— WORK REQUEST —
From the records below, report the number of lines that contain "flower", and add nothing.

Data extracted from a collection:

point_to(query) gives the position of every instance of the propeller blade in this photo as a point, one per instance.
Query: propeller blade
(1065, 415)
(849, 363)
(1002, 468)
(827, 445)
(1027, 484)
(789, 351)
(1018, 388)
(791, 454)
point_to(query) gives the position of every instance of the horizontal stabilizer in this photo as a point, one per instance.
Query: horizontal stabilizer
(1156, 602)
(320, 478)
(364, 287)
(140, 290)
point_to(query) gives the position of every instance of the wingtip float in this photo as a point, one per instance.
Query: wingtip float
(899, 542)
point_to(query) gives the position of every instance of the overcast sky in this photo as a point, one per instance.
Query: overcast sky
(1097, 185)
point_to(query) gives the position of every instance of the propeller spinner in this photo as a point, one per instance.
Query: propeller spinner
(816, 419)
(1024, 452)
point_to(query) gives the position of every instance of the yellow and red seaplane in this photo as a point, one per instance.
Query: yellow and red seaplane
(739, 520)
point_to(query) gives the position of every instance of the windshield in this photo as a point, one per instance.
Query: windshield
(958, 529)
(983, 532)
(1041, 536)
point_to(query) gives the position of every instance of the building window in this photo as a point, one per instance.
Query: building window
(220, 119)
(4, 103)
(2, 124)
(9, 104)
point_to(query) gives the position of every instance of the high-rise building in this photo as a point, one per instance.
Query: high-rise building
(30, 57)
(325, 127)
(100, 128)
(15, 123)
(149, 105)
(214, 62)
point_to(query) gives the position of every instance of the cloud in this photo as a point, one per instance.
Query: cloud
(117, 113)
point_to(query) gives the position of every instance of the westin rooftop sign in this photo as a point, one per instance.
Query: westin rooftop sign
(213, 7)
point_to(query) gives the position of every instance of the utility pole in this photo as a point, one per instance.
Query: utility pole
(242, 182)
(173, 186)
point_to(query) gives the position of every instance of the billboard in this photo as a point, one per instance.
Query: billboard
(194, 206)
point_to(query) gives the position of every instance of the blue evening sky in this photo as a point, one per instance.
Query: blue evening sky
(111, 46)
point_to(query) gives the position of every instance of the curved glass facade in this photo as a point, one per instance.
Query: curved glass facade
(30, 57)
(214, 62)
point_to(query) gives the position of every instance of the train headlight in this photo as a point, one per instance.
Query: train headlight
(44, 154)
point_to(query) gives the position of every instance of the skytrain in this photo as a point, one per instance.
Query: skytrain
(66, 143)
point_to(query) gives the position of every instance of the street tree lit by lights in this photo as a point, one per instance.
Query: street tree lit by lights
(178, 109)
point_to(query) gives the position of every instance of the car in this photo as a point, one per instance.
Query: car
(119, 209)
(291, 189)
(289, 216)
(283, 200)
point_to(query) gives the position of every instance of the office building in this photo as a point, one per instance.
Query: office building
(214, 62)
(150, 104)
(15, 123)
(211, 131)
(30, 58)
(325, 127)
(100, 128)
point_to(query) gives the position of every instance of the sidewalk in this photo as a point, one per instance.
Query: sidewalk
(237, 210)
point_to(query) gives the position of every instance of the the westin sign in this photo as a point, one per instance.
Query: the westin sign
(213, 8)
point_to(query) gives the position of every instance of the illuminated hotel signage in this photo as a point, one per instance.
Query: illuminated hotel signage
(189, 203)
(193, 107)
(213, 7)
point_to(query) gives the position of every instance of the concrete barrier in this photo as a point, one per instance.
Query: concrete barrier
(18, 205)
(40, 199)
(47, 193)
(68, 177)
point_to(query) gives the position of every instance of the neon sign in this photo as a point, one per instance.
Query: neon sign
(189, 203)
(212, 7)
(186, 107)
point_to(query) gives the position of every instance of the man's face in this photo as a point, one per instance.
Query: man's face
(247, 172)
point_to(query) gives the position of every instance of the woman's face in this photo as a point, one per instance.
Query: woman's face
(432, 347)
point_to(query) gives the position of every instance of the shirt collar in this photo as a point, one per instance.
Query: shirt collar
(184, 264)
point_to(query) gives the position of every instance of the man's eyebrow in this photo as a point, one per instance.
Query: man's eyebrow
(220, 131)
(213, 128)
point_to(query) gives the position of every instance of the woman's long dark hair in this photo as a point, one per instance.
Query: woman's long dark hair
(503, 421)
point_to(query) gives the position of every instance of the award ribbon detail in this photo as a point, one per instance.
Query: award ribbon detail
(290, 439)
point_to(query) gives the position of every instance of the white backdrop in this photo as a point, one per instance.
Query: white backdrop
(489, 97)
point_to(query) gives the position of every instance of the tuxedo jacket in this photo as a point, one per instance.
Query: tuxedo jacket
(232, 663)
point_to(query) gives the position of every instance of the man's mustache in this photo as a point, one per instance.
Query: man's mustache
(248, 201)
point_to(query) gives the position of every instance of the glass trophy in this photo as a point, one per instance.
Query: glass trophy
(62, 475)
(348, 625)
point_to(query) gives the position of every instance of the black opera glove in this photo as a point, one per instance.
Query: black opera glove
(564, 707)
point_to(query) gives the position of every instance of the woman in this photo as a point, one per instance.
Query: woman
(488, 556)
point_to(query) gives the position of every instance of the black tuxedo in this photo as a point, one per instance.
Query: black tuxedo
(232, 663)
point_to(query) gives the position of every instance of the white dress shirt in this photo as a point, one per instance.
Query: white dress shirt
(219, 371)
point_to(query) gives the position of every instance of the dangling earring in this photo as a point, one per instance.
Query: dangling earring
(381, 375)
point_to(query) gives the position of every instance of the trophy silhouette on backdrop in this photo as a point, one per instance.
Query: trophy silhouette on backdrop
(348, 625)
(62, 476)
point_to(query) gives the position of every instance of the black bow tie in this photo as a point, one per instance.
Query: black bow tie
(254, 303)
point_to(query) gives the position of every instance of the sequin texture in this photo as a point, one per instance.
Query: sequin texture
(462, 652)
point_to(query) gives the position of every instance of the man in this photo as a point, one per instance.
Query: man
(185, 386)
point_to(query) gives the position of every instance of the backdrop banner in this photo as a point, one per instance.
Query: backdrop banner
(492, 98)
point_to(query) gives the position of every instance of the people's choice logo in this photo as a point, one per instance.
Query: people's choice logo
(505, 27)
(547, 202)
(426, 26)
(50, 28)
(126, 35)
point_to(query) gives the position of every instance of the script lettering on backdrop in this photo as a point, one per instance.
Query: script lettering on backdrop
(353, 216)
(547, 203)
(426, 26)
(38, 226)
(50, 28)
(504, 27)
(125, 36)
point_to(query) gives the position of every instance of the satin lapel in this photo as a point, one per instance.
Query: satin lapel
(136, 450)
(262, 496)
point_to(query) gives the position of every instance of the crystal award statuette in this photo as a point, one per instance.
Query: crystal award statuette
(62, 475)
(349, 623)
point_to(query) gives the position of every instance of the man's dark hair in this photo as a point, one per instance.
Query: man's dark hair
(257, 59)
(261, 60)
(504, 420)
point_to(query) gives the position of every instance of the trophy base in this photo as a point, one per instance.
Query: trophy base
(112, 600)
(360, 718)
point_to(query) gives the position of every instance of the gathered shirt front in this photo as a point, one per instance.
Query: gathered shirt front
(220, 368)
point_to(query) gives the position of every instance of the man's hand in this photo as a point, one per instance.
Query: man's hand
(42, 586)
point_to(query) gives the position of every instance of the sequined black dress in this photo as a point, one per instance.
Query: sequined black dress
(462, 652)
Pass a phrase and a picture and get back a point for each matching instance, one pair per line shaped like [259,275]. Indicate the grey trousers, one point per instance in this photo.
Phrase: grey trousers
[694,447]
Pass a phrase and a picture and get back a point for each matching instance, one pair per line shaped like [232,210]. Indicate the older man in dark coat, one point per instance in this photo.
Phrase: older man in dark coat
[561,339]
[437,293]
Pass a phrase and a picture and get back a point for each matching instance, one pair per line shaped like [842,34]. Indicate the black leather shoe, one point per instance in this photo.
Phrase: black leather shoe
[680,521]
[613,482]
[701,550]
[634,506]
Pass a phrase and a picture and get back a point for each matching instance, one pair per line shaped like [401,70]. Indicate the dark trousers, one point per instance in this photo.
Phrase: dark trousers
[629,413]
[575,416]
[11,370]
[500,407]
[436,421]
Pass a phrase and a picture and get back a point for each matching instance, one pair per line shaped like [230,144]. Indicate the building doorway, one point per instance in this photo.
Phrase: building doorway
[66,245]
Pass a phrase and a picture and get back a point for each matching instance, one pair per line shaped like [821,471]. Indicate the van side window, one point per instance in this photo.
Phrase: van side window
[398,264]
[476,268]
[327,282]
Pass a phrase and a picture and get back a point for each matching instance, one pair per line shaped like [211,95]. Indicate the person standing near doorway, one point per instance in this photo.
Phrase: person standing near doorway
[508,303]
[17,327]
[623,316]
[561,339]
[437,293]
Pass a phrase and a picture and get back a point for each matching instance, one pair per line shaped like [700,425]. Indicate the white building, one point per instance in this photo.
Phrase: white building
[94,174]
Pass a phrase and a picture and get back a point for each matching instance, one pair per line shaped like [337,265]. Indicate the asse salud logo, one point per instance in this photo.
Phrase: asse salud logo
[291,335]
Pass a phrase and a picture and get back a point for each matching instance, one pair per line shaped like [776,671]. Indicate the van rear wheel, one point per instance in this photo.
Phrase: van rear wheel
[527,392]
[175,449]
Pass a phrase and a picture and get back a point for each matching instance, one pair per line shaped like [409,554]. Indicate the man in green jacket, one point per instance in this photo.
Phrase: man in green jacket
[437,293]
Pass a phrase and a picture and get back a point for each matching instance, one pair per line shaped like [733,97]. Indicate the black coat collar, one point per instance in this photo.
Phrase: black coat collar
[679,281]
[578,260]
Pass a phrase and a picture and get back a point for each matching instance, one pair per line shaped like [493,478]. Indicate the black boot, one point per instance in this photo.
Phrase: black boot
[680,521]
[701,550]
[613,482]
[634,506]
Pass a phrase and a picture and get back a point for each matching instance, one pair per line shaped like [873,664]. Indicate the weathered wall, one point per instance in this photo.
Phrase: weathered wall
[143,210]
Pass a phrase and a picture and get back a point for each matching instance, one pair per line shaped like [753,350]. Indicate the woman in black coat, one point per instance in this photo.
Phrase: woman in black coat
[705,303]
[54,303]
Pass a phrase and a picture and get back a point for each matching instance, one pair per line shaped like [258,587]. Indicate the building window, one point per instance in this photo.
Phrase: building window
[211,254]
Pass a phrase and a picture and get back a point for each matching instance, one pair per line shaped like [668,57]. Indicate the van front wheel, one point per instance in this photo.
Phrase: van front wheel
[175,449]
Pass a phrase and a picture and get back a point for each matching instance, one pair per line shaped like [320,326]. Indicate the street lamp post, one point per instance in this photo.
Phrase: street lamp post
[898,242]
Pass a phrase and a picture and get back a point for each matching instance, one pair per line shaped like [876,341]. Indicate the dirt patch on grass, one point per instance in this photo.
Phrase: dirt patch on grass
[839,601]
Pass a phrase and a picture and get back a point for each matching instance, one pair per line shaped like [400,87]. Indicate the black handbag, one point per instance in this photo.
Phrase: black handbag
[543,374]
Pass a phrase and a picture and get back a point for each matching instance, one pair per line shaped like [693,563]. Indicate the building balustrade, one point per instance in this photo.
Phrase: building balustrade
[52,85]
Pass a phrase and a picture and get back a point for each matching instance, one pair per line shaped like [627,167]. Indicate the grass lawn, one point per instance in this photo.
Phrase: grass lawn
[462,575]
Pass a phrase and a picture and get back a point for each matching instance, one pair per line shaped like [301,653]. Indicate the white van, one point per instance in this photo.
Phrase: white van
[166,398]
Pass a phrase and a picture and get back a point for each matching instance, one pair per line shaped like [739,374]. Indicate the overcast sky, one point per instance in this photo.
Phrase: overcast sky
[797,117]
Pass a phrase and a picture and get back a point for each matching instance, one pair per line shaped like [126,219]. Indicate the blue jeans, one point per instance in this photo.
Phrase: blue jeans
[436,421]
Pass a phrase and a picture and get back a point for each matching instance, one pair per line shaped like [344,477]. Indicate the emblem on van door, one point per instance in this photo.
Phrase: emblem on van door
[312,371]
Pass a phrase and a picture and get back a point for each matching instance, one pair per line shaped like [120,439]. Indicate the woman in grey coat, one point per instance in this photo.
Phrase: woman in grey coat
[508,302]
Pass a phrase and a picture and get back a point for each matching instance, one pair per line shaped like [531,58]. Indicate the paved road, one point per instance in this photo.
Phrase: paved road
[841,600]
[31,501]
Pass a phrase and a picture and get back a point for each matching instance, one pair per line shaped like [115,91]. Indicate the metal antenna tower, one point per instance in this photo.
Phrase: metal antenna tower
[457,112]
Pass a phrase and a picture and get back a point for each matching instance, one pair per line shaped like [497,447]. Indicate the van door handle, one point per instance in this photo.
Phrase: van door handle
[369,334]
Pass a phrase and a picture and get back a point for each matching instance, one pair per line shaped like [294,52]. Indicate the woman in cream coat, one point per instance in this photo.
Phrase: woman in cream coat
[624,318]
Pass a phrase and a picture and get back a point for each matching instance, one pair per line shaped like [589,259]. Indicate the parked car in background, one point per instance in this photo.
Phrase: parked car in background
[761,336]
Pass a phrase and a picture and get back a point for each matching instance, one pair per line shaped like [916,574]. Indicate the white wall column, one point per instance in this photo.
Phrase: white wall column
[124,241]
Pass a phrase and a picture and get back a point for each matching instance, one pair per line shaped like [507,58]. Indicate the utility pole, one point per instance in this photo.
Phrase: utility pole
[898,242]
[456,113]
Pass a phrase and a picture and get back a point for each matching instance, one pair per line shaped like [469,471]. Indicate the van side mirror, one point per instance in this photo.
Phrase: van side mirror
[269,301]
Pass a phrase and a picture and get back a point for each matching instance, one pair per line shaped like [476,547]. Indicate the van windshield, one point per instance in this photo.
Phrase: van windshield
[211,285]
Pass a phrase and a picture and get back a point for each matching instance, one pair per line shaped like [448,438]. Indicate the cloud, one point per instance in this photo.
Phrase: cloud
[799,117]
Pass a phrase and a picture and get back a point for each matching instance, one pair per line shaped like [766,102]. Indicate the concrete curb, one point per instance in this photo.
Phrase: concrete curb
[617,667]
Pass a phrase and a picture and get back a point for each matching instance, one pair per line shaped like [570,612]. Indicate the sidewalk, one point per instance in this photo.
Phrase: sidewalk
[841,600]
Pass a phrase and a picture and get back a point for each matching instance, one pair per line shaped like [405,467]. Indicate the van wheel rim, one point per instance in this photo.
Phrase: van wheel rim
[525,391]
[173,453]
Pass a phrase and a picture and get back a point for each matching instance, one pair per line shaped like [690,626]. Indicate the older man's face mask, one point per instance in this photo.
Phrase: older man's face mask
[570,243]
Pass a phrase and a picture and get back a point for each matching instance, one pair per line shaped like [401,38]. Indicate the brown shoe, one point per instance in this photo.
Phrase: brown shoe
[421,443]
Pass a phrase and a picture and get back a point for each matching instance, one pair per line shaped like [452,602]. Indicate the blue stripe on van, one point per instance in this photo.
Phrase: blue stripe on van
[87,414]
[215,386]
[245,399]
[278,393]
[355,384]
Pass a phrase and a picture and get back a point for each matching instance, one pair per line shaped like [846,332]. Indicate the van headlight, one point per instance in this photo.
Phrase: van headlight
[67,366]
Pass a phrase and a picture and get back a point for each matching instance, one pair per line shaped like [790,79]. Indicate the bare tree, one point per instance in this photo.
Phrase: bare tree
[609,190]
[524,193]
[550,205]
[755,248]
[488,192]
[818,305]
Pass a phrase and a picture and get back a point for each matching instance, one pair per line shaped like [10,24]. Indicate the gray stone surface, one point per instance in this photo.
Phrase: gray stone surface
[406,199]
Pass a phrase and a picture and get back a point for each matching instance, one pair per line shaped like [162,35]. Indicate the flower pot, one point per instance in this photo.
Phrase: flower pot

— OUTPUT BELOW —
2